[Given task]: Copy out every line of the entries below word for word, but leave the pictures out.

--- start Provided records ---

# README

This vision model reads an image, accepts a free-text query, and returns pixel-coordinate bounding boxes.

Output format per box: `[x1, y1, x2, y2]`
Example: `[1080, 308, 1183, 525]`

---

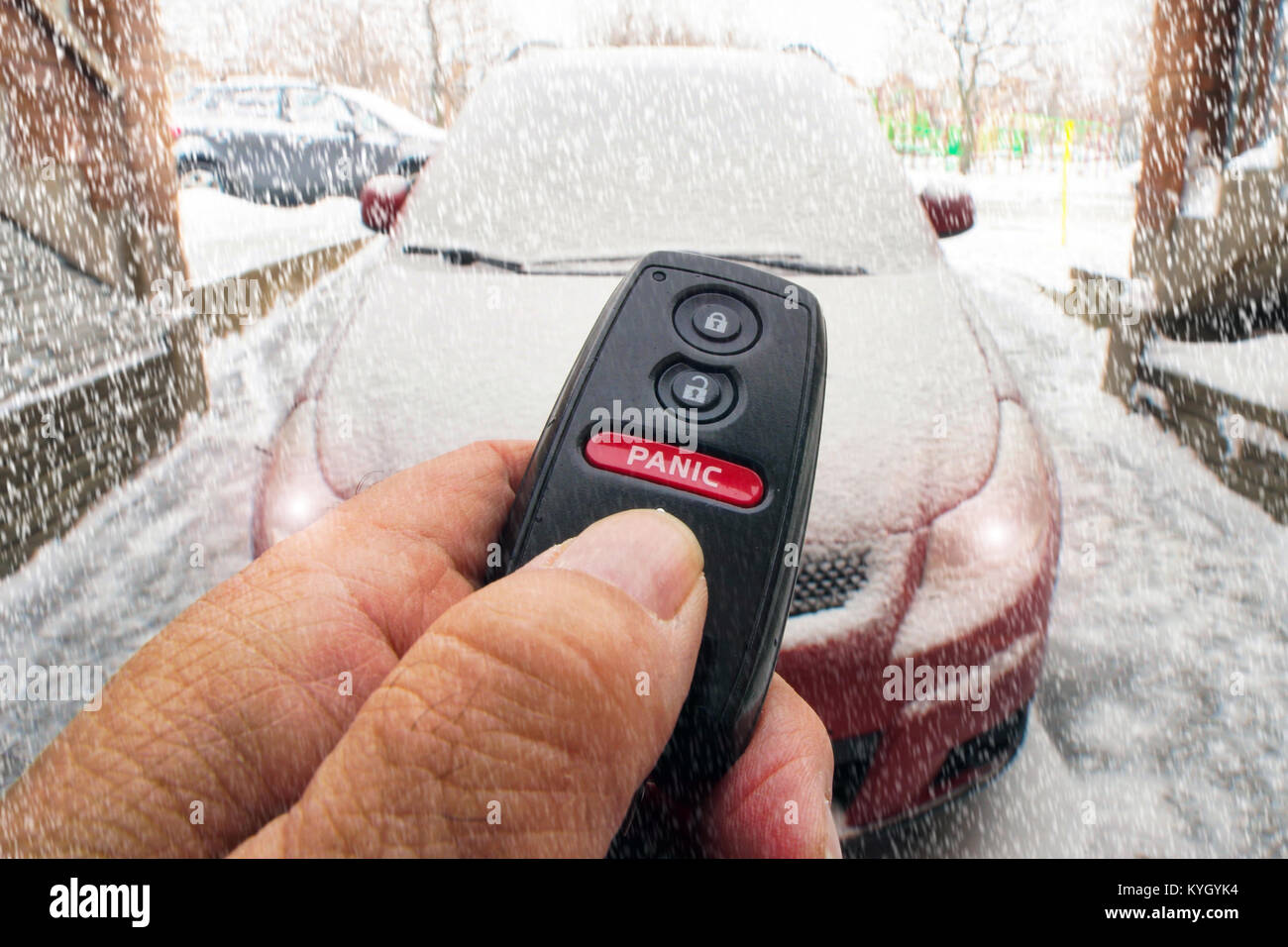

--- end Provided records ---

[Answer to the exercise]:
# README

This vision model reads an image, accepts a free-text query, and returns pixel-coordinate bounding boxes.

Output format per box: `[x1, y1, x2, y2]`
Example: `[1080, 308, 1183, 525]`

---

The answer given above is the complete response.